- **Task instructions**:
Set down exactly the lines in the records below that run from the line with "wedding gown, with integer pixel coordinates." to the line with "fence, with integer pixel coordinates.", inclusive, and nothing more.

- **Supplied material**:
^^^^^^^^
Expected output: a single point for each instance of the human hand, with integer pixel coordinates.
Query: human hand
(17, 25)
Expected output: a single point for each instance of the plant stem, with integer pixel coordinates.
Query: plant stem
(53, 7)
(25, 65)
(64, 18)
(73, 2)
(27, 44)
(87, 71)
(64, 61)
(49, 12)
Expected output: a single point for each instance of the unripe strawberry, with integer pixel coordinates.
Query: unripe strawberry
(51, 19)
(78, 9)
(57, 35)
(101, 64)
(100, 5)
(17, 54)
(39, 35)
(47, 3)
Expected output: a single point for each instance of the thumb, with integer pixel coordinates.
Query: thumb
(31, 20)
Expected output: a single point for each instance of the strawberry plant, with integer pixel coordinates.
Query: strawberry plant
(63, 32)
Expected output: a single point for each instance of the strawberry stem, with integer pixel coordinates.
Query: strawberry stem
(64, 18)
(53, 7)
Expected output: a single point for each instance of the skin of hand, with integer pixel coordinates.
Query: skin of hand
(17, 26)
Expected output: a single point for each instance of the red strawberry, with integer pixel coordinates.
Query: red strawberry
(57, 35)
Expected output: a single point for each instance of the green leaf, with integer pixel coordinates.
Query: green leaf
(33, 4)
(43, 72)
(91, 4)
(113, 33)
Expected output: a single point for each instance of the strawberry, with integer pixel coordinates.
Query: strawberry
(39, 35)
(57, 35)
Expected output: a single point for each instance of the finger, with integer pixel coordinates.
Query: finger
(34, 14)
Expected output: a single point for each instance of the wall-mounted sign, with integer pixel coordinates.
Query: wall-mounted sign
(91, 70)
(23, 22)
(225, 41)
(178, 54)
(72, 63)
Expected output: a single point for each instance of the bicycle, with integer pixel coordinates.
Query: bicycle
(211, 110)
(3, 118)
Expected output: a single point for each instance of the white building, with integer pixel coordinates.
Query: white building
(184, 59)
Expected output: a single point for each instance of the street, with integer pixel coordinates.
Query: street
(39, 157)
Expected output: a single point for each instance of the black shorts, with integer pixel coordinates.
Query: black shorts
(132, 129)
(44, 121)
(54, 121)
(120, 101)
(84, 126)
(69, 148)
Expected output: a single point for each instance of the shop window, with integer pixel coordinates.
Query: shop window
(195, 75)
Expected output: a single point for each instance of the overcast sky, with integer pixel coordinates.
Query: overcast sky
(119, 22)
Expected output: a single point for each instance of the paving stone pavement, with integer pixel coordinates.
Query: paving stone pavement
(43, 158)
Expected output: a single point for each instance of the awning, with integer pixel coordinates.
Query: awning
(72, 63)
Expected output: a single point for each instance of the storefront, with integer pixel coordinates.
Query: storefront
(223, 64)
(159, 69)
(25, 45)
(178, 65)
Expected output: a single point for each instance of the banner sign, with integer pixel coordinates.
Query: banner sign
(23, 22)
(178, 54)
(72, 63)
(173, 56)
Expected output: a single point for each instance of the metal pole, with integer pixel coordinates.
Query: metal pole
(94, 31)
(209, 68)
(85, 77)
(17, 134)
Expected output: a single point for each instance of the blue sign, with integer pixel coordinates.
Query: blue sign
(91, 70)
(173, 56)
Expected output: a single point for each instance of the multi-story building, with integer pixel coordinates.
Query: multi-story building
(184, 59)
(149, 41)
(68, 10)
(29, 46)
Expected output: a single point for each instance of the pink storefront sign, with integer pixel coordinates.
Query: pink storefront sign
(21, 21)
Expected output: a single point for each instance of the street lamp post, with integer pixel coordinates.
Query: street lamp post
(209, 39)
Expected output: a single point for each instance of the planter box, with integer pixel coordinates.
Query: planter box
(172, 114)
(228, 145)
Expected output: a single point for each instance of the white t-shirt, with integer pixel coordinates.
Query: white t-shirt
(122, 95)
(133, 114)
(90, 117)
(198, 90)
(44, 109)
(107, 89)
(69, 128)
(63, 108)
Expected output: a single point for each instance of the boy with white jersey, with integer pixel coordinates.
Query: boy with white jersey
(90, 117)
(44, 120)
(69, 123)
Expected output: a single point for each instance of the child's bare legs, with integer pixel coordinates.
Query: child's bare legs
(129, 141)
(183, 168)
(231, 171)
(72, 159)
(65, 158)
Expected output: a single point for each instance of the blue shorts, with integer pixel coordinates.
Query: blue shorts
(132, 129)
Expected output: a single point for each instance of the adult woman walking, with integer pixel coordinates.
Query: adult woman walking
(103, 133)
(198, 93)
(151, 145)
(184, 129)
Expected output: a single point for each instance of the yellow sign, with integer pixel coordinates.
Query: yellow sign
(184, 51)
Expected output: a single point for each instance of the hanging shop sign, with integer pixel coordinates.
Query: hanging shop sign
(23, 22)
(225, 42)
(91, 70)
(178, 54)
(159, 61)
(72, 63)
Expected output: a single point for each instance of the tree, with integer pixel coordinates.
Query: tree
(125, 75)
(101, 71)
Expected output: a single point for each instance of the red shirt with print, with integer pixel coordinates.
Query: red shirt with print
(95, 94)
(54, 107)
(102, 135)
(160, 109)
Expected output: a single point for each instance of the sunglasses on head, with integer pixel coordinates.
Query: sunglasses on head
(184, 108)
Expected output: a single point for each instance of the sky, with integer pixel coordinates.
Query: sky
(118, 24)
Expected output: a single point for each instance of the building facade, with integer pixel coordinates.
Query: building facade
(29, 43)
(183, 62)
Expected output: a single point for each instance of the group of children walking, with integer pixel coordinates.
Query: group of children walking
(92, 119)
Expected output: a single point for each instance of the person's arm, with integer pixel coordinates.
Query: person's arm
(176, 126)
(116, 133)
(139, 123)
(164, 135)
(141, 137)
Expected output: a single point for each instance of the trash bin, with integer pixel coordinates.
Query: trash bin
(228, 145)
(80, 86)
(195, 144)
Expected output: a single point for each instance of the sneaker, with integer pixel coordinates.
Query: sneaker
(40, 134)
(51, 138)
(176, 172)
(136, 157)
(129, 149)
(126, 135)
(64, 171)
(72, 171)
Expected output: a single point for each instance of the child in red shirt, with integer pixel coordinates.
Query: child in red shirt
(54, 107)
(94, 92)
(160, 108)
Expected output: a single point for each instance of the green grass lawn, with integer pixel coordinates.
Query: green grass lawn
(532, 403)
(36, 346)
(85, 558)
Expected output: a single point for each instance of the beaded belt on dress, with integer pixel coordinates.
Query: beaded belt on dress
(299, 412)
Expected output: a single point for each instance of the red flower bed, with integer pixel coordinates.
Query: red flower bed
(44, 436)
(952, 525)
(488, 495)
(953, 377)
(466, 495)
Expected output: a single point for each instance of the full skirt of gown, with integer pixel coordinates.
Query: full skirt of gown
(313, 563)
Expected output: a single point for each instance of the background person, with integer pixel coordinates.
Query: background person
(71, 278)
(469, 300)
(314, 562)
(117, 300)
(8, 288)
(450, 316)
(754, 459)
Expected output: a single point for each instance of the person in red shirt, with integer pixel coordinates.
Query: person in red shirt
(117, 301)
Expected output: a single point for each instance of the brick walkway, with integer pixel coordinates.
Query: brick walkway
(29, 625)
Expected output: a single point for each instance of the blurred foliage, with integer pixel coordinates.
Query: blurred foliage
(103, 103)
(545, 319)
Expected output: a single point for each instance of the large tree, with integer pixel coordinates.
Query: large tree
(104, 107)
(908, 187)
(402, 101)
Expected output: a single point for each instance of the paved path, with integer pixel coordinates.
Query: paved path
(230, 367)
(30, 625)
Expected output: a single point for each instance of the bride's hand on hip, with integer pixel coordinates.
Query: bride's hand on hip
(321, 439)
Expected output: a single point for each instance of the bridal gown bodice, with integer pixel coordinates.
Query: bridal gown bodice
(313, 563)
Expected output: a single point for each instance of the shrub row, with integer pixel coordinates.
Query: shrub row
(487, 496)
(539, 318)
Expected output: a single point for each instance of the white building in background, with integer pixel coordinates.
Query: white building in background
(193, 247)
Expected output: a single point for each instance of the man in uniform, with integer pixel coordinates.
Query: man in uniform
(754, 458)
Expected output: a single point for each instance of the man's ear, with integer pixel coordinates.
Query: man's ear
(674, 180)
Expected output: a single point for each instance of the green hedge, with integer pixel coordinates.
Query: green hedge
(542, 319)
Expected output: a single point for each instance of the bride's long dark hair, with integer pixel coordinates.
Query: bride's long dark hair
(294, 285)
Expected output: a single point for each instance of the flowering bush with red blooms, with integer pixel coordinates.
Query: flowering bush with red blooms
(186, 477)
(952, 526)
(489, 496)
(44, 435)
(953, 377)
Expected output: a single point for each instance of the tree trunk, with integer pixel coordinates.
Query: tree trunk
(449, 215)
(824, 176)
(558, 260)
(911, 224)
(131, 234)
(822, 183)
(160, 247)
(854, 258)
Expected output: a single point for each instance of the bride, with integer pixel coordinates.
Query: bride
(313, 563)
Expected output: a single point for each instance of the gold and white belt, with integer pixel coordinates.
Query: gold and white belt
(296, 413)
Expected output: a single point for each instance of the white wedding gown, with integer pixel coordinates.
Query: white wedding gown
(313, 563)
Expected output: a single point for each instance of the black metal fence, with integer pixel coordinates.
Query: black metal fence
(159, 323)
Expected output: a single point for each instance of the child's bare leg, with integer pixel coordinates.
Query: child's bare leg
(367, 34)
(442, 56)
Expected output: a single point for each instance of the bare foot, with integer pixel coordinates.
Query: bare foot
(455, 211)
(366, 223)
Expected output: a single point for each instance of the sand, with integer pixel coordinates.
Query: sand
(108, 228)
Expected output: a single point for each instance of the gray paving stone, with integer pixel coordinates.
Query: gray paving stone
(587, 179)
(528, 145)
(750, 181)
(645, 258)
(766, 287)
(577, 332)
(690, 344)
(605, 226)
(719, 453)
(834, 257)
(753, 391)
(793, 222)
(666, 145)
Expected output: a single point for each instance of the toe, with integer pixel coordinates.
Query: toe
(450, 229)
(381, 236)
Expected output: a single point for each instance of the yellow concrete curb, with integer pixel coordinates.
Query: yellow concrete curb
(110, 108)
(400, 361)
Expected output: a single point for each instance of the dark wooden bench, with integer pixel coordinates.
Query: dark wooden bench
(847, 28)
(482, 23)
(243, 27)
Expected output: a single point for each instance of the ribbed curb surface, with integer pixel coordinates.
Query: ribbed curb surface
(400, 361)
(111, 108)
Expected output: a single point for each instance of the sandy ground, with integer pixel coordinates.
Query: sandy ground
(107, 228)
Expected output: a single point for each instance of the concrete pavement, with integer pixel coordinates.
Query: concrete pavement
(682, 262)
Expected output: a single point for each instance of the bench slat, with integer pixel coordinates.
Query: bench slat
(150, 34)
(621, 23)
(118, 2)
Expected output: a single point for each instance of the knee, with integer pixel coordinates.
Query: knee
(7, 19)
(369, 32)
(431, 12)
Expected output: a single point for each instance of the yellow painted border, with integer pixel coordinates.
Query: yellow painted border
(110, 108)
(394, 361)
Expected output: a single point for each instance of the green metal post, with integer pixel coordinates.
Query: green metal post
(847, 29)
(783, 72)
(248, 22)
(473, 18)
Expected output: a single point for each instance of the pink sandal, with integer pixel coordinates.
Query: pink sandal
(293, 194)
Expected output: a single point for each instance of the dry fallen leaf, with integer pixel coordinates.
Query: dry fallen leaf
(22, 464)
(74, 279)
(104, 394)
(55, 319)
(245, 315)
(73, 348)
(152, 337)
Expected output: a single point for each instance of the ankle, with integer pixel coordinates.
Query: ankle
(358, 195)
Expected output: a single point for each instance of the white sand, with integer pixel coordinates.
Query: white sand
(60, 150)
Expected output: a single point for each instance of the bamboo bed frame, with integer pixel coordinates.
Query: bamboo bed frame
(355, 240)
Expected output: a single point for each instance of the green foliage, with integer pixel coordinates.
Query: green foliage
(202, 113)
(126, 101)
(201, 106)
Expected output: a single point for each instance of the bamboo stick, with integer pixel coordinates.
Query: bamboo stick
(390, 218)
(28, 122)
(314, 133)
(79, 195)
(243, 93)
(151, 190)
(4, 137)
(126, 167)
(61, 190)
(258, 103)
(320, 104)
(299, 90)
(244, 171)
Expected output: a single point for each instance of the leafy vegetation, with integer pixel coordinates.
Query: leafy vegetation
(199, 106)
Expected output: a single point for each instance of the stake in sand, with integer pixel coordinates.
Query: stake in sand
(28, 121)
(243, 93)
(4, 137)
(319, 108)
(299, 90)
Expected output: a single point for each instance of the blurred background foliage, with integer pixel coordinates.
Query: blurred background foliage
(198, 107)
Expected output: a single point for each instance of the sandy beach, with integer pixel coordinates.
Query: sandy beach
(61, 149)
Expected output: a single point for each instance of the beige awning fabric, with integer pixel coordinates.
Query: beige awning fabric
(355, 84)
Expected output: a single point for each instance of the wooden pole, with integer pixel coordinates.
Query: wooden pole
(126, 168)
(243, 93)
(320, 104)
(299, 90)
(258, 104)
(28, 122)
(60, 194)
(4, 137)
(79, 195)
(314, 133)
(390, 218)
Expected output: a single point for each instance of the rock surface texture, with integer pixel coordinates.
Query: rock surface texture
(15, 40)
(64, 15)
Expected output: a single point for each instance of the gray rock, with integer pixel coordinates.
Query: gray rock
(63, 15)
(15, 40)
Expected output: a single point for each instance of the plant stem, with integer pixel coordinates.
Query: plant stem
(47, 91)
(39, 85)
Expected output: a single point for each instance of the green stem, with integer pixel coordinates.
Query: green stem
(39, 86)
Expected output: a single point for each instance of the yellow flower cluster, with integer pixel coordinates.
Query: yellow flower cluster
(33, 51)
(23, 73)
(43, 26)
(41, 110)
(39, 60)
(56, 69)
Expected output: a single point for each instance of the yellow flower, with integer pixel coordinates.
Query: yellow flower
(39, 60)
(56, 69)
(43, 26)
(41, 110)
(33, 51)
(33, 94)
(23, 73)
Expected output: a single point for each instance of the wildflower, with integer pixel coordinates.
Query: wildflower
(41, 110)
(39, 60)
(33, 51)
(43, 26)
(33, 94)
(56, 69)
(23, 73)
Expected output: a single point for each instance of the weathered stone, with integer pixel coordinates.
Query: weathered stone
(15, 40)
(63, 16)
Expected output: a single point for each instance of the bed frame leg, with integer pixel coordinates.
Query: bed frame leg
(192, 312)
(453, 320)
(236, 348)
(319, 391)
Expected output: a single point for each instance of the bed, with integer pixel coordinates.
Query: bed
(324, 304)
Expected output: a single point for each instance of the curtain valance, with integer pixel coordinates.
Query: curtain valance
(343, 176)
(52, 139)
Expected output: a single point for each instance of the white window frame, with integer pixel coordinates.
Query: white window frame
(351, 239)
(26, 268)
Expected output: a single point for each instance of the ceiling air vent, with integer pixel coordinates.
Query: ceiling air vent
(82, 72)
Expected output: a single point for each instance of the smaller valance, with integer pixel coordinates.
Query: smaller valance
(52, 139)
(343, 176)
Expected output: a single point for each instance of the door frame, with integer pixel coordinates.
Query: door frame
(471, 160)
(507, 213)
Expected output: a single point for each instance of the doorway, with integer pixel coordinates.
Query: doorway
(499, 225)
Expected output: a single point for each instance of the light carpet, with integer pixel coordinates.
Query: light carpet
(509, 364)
^^^^^^^^
- **Exercise solution**:
Expected output: a single point for each instance of the white wedding gown, with integer pixel coordinates.
Query: white wedding gown
(313, 563)
Expected output: a single point for each instance of the black metal fence, with integer pixel coordinates.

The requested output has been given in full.